Dataset rows:
----

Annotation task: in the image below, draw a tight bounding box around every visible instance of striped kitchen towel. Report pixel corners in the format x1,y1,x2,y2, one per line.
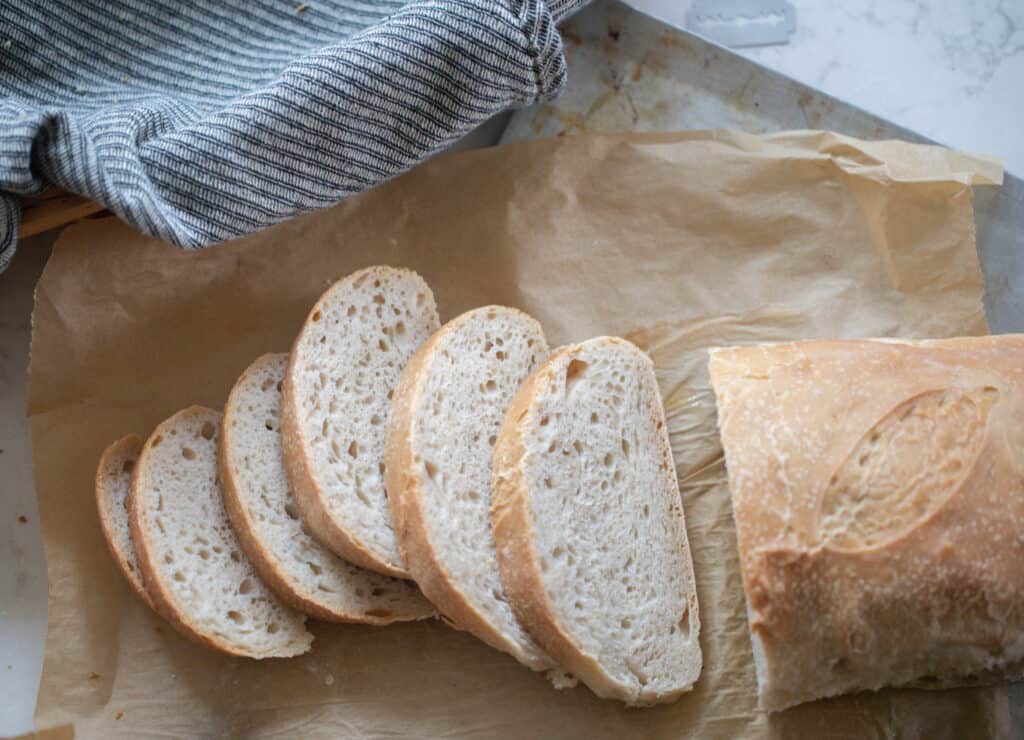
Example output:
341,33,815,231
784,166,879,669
0,0,586,270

----

Challenge.
Could you write out the data above again, swapping "kitchen towel" for "dish cloth" and leaving everything else unchanged, with the pictures left out?

Task output.
Annotation task: in the image below, draw a tight bounding box around every visible instance of striped dish cloth. Report pixel corners in the format x1,y1,x2,y2, one per line.
Example output:
341,33,815,231
784,166,879,669
0,0,586,270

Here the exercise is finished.